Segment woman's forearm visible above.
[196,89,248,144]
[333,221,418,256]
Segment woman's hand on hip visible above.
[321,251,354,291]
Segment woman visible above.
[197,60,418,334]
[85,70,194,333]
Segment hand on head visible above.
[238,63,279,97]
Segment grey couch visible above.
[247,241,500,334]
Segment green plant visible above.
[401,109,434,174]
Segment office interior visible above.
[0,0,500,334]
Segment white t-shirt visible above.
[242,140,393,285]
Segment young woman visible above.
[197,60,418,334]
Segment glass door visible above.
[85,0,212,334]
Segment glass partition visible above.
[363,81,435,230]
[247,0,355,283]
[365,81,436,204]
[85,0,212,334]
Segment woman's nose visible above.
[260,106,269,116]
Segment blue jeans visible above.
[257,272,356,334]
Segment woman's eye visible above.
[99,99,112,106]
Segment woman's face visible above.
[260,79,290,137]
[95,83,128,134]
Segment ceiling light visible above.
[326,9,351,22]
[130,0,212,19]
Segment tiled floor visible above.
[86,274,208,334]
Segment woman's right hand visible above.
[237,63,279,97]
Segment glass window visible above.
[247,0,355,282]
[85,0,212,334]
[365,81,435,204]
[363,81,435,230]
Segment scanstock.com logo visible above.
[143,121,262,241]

++++++

Update every one of the records above by changing "visible above" to "shown above", keeping everything else the same.

Result of the task ▸
Segment woman's forearm shown above.
[196,89,248,144]
[333,221,418,256]
Segment woman's hand on hip shown above.
[321,251,354,291]
Segment woman shown above.
[197,60,418,334]
[85,70,194,333]
Segment hand on head shown above.
[238,63,279,97]
Segment grey couch shown above.
[247,241,500,334]
Segment green plant shown above.
[401,109,434,174]
Segment office interior shown above.
[0,0,500,334]
Segment white t-shirt shown above.
[242,140,393,285]
Segment young woman shown above.
[197,60,418,334]
Segment glass door shown above.
[85,0,212,334]
Segment glass partition shown above.
[363,81,435,230]
[247,0,355,283]
[365,81,436,204]
[85,0,212,334]
Segment woman's nose shown above.
[260,106,269,116]
Segment blue jeans shown above.
[257,272,356,334]
Segment woman's eye shown above.
[99,99,112,106]
Segment woman's face shown above.
[260,79,290,137]
[95,83,128,134]
Segment ceiling light shown above.
[326,9,351,22]
[130,0,212,19]
Segment tiled floor shown above.
[86,274,208,334]
Segment woman's right hand shown above.
[237,63,279,97]
Segment glass window shown above.
[247,0,355,282]
[85,0,212,334]
[365,81,435,204]
[363,81,435,230]
Segment scanstock.com logo shown above.
[143,121,262,241]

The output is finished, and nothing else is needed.